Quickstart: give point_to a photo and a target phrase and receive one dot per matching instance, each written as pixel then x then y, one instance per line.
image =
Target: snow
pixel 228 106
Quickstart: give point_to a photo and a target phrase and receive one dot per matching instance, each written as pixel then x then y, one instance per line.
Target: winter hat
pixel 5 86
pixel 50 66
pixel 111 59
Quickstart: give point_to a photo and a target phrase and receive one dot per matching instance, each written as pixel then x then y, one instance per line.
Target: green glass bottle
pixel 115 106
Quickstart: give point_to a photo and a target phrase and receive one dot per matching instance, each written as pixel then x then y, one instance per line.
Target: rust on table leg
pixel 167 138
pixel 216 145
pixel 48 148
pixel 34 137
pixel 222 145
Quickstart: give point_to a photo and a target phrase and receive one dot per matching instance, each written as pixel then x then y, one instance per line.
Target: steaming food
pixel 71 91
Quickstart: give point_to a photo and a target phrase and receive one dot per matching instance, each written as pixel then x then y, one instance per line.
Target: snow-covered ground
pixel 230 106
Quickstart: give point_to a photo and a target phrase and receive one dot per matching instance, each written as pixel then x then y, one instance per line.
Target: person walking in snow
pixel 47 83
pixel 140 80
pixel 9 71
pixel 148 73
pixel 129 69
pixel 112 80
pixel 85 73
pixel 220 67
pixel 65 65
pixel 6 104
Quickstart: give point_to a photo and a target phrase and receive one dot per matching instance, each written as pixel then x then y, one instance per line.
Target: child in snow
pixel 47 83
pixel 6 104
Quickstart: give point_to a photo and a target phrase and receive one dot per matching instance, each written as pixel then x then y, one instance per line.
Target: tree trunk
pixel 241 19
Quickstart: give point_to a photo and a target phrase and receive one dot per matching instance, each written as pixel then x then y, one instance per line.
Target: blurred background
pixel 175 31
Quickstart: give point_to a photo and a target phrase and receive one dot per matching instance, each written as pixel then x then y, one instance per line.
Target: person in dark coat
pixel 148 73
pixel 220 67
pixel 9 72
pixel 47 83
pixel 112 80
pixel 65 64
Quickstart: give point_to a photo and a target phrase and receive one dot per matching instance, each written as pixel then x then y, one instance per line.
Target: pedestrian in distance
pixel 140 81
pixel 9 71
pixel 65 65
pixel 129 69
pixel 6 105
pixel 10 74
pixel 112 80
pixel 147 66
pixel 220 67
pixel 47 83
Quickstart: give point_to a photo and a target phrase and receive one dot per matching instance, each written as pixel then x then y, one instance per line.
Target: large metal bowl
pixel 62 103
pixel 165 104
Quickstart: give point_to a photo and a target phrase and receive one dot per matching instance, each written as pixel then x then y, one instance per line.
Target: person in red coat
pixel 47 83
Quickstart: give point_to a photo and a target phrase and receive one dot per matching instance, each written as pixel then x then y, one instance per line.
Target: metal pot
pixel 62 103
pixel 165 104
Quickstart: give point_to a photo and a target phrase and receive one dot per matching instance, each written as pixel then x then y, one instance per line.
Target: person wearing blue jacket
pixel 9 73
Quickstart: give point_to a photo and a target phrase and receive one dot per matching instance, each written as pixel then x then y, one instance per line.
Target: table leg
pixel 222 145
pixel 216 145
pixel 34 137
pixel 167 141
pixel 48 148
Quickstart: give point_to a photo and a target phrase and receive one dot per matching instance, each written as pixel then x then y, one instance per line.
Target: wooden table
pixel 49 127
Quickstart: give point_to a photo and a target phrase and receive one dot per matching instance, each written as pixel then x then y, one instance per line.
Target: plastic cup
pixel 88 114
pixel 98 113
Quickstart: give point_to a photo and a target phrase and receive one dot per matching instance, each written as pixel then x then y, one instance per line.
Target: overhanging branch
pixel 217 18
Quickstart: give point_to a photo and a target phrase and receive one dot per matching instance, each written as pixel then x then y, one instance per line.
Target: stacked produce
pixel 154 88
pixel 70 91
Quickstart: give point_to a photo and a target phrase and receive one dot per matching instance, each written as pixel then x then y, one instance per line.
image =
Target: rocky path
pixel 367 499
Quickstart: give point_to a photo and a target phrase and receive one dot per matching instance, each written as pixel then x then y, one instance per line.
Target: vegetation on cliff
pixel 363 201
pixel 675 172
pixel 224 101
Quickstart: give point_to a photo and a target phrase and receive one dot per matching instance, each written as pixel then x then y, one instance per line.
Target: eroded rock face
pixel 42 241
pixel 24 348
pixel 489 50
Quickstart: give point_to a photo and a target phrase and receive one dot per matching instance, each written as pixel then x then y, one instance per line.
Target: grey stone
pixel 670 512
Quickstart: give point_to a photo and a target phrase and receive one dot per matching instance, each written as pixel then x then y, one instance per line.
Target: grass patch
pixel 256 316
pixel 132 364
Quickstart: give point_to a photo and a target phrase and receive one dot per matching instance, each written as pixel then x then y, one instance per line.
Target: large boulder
______________________________
Every record above should be copied exactly.

Quickstart: give point_to a photo and a target phrase and receive one dot per matching instance, each written as pixel then x then y, one instance per line.
image =
Target: snow
pixel 228 106
Quickstart: give point_to a photo and a target phrase and receive one dot per matching instance, each written as pixel then x then y, one instance per line.
Target: winter hat
pixel 5 86
pixel 50 66
pixel 111 59
Quickstart: give point_to a photo and a target phrase and receive one dot per matching instance, each written as pixel then x then y, one instance per line.
Target: green glass bottle
pixel 115 106
Quickstart: give point_to a photo and a target phrase and receive one dot per matching instance, each written as pixel then x then y, one instance per line.
Target: rust on table leg
pixel 167 138
pixel 216 145
pixel 48 148
pixel 34 137
pixel 222 145
Quickstart: give point_to a photo and a target phrase and receive one dot per matching instance, each written as pixel then x then y, one instance per line.
Target: steaming food
pixel 71 91
Quickstart: give point_to a photo and a target phrase and receive one dot per matching instance, each written as pixel then x then y, one instance per line.
Target: snow-covered ground
pixel 230 106
Quickstart: give point_to a photo and a target phrase and receive one dot per matching instance, each written as pixel then x then y, one instance per line.
Target: person walking in snow
pixel 47 83
pixel 140 80
pixel 9 71
pixel 148 73
pixel 129 69
pixel 112 80
pixel 85 73
pixel 220 67
pixel 65 65
pixel 6 104
Quickstart: give point_to a photo and a target phrase and receive one dot per matching instance, each written as pixel then x then y, one instance per line.
Target: child in snow
pixel 47 83
pixel 6 104
Quickstart: give point_to a photo and a target phrase and receive one dot per matching instance, each written as pixel then x then y, one instance per line.
Target: tree trunk
pixel 241 19
Quickstart: give point_to a photo and a target phrase and receive one dot per matching instance, each written as pixel then x then y, one instance per line.
Target: blurred background
pixel 175 31
Quickstart: give point_to a photo and a target phrase and receive one dot per matching instance, each written as pixel then x then y, one instance per line.
Target: person in dark coat
pixel 148 73
pixel 220 67
pixel 9 72
pixel 47 83
pixel 112 80
pixel 65 64
Quickstart: give point_to a photo and a target phrase and receive one dot per matching instance, each written as pixel then x then y, one instance per line.
Target: pedestrian in distance
pixel 140 81
pixel 9 71
pixel 65 65
pixel 129 69
pixel 6 105
pixel 10 74
pixel 112 80
pixel 147 66
pixel 220 67
pixel 47 83
Quickstart: give point_to a photo and a target phrase and receive one dot per matching instance, each written as pixel then x then y, one instance per line.
Target: large metal bowl
pixel 62 103
pixel 165 104
Quickstart: give point_to a photo and a target phrase and receive one dot per matching instance, each written as pixel then x then y, one instance per line.
Target: person in red coat
pixel 47 83
Quickstart: give point_to a photo and a target phrase and receive one dot per matching instance, each written as pixel then x then y, one instance per line.
Target: metal pot
pixel 62 103
pixel 165 104
Quickstart: give point_to a photo and a target phrase and receive one dot per matching instance, each written as pixel then x then y, one instance per line.
Target: person wearing blue jacket
pixel 9 73
Quickstart: give point_to a photo and a target phrase and receive one dot per matching instance, each written as pixel then x then y, one instance per line.
Target: table leg
pixel 222 145
pixel 216 145
pixel 34 137
pixel 167 141
pixel 48 148
Quickstart: give point_to a photo and a target phrase and receive one dot per matching instance, each written as pixel then x then y, one instance per line.
Target: wooden table
pixel 49 127
Quickstart: give point_to a photo and a target phrase and receive one dot per matching instance, each written as pixel then x then y, one instance per line.
Target: plastic cup
pixel 88 114
pixel 98 113
Quickstart: give point_to a photo and a target phrase and receive one dot per matching instance, each written as pixel then x then y, one instance per line.
Target: overhanging branch
pixel 217 18
Quickstart: give point_to a photo and a target phrase and receive one dot per matching instance, each written as pixel then x then y, one instance per line.
Target: stacked produce
pixel 154 88
pixel 70 91
Quickstart: give point_to a photo and a target phrase and receive one dot per matching instance, each written as pixel then x then y, one instance per line.
image =
Target: rocky path
pixel 367 499
Quickstart: give point_to a photo and a target phrase and receive one dot per matching instance, each written as pixel then x then y, one instance per line.
Target: vegetation on cliff
pixel 363 201
pixel 675 172
pixel 224 101
Quickstart: give point_to a photo and a target phrase and receive one dot per matching instance, each written as pixel then x then y, one instance per line.
Target: eroded rock face
pixel 42 241
pixel 24 348
pixel 489 50
Quickstart: give point_to a photo and a target phrase and receive one dot per matching instance, each written as pixel then x then y, one instance per line.
Target: grey stone
pixel 670 512
Quickstart: give point_to a photo and a target phrase and receive one dot per matching instance, each written as pixel then x then y, one instance per line.
Target: grass patch
pixel 256 316
pixel 132 364
Quickstart: give point_to a photo and a target phrase and receive one dot per matching instance, each written as pixel then x then y, one instance per line.
Target: large boulder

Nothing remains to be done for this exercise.